Copy the items from the line holding "neck in this photo." through the end of the items, inclusive, swapping "lanyard" for "cord" and changing nothing else.
#### Provided data ####
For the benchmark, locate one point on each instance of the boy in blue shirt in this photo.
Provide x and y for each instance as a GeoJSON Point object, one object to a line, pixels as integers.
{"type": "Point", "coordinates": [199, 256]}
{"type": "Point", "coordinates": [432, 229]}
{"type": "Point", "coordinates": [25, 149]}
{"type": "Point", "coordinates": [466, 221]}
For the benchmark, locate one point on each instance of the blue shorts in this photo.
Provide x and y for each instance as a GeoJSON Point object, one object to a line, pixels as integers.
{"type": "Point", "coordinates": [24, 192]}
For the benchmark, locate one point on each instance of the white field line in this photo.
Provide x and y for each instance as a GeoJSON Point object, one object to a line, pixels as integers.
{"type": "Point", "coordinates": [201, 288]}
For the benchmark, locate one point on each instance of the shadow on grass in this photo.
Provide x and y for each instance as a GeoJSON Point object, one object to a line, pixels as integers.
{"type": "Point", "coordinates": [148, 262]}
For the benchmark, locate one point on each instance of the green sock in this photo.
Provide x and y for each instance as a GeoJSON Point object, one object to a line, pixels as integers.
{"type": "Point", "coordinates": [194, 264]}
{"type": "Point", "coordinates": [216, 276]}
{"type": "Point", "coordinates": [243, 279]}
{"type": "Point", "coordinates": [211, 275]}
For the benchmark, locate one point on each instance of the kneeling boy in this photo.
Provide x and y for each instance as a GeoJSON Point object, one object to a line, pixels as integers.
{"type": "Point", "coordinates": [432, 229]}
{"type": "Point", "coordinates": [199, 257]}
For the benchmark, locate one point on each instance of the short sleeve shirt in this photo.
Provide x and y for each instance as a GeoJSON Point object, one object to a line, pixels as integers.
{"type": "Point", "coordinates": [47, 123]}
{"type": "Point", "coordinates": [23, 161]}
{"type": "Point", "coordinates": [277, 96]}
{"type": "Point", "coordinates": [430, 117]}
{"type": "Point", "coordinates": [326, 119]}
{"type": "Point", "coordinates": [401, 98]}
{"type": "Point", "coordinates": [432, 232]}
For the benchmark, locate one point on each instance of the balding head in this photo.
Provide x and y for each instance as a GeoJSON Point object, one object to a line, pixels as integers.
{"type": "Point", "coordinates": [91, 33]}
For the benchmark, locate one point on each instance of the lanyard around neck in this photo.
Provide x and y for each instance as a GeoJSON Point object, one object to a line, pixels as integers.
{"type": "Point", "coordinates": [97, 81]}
####
■ Result of the exercise:
For the benchmark, locate one point on each instance of the cord around neck in this photo.
Provide x and y for each instance as a GeoJSON Point object, one object to a line, pixels as integers.
{"type": "Point", "coordinates": [97, 81]}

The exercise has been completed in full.